[Dataset entries]
* * * * *
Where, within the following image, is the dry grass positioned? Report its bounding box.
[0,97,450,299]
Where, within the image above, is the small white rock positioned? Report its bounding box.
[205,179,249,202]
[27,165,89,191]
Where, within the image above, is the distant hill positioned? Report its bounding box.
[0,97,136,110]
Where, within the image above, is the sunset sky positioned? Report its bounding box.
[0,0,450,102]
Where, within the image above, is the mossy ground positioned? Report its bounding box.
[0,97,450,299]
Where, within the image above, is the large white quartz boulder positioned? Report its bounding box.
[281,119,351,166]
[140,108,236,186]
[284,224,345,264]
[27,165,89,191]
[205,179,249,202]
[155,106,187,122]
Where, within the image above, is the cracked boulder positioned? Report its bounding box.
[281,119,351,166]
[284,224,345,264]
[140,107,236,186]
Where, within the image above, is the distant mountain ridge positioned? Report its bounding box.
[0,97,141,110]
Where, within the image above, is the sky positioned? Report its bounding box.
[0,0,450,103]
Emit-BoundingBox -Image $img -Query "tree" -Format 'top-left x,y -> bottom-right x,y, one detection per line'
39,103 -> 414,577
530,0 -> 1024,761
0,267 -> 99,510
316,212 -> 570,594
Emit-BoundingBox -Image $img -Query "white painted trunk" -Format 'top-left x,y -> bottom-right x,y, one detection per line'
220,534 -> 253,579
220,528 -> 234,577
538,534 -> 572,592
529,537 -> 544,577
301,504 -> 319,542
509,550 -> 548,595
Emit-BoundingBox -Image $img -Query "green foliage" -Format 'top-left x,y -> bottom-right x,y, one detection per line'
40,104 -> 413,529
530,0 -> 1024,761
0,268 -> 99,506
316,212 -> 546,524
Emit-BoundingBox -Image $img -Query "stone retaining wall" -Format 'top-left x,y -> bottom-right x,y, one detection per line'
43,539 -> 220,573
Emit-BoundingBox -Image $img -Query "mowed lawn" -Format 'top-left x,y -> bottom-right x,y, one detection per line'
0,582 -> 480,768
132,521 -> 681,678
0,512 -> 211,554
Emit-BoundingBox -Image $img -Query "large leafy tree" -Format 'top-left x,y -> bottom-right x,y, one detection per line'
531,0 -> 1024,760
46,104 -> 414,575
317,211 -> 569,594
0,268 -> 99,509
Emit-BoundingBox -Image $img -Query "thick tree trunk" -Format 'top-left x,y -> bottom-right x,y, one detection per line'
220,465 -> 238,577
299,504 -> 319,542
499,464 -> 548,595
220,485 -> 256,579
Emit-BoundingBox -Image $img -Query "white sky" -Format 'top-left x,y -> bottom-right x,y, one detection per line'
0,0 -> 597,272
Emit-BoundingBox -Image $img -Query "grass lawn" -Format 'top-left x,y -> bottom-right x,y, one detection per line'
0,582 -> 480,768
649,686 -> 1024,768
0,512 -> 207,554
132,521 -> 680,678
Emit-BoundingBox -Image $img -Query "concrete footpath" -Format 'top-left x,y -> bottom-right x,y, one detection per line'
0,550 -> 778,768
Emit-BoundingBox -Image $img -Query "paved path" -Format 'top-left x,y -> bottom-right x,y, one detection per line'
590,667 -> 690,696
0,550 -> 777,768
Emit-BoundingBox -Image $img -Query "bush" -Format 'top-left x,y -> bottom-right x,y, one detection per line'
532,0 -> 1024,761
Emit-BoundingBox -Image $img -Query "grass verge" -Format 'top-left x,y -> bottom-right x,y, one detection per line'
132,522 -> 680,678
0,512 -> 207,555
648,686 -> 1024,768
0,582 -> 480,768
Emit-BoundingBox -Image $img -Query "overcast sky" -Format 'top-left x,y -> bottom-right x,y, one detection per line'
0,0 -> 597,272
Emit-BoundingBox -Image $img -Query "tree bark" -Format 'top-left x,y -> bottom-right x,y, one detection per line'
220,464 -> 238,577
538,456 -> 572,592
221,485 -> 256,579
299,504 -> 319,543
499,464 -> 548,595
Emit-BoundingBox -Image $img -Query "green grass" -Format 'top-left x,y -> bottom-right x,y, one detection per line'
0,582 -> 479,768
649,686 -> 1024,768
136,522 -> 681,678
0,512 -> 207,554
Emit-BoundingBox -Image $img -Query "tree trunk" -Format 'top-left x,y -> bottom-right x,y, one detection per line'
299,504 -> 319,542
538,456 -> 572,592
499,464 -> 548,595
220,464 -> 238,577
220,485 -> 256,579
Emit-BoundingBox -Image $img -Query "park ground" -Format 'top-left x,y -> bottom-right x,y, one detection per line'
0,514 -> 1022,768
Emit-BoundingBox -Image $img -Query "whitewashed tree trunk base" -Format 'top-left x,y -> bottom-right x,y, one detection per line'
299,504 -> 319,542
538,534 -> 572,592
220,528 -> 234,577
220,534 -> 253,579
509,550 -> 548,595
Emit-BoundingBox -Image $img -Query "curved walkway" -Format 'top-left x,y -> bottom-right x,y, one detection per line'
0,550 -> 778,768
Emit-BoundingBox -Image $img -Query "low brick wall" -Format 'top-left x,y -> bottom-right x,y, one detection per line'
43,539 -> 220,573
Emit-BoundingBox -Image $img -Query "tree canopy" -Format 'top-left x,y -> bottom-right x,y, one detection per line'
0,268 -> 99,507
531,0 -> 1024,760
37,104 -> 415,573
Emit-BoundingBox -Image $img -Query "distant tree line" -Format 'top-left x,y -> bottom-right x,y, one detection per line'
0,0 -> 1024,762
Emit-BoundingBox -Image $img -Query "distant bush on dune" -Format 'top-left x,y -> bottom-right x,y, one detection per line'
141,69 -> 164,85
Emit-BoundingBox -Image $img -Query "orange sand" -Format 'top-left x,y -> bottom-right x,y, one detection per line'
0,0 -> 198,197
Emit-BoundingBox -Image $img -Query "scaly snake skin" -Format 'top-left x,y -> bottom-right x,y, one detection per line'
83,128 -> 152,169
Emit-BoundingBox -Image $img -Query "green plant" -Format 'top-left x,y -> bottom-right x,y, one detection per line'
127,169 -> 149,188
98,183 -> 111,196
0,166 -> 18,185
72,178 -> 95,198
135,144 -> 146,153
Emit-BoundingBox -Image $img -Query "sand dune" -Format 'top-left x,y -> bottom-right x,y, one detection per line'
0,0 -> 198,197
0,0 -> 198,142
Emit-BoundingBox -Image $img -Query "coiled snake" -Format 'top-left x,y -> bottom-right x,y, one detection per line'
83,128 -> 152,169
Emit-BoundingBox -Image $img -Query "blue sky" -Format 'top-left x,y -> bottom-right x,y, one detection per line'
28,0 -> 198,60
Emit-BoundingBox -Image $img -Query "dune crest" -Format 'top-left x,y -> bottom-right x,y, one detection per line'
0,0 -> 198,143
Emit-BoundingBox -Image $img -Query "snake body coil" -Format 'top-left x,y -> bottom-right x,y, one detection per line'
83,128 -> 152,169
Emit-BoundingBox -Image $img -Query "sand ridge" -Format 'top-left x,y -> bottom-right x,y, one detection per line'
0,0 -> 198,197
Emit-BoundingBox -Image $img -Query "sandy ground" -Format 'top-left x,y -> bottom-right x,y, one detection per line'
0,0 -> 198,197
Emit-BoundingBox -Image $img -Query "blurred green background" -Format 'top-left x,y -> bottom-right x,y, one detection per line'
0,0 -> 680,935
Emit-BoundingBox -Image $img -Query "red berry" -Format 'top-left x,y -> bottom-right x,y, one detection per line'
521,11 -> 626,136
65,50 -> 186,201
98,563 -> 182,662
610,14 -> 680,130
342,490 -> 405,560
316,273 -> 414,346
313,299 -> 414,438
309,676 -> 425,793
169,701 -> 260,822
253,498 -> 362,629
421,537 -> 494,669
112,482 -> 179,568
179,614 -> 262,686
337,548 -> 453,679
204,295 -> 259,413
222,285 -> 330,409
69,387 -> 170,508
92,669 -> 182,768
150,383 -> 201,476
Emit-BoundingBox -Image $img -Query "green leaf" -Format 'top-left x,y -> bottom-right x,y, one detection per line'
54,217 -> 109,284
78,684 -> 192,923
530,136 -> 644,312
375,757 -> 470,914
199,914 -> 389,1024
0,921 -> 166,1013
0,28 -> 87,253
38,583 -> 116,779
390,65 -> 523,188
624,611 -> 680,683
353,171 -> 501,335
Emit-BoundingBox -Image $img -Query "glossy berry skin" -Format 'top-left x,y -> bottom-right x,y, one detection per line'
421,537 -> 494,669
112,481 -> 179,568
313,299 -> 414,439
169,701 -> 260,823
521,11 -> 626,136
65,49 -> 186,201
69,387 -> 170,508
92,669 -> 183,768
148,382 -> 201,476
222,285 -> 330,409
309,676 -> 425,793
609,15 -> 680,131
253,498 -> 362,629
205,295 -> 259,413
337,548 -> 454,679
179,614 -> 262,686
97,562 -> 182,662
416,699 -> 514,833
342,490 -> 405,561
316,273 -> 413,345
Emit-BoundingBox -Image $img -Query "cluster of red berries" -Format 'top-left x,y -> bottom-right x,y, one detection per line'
* * * * *
_OBJECTIVE_
Please copy the records word for word, from the line that contains "Where, within the image above, is the large" through the line that contains "[155,106,187,122]", including both of those lines.

_RESPONSE_
Where, within the image above, is the large white quartz boulder positioned? Report its bounding box.
[281,119,351,166]
[140,108,236,186]
[284,224,345,264]
[27,165,89,191]
[205,179,249,202]
[155,106,187,122]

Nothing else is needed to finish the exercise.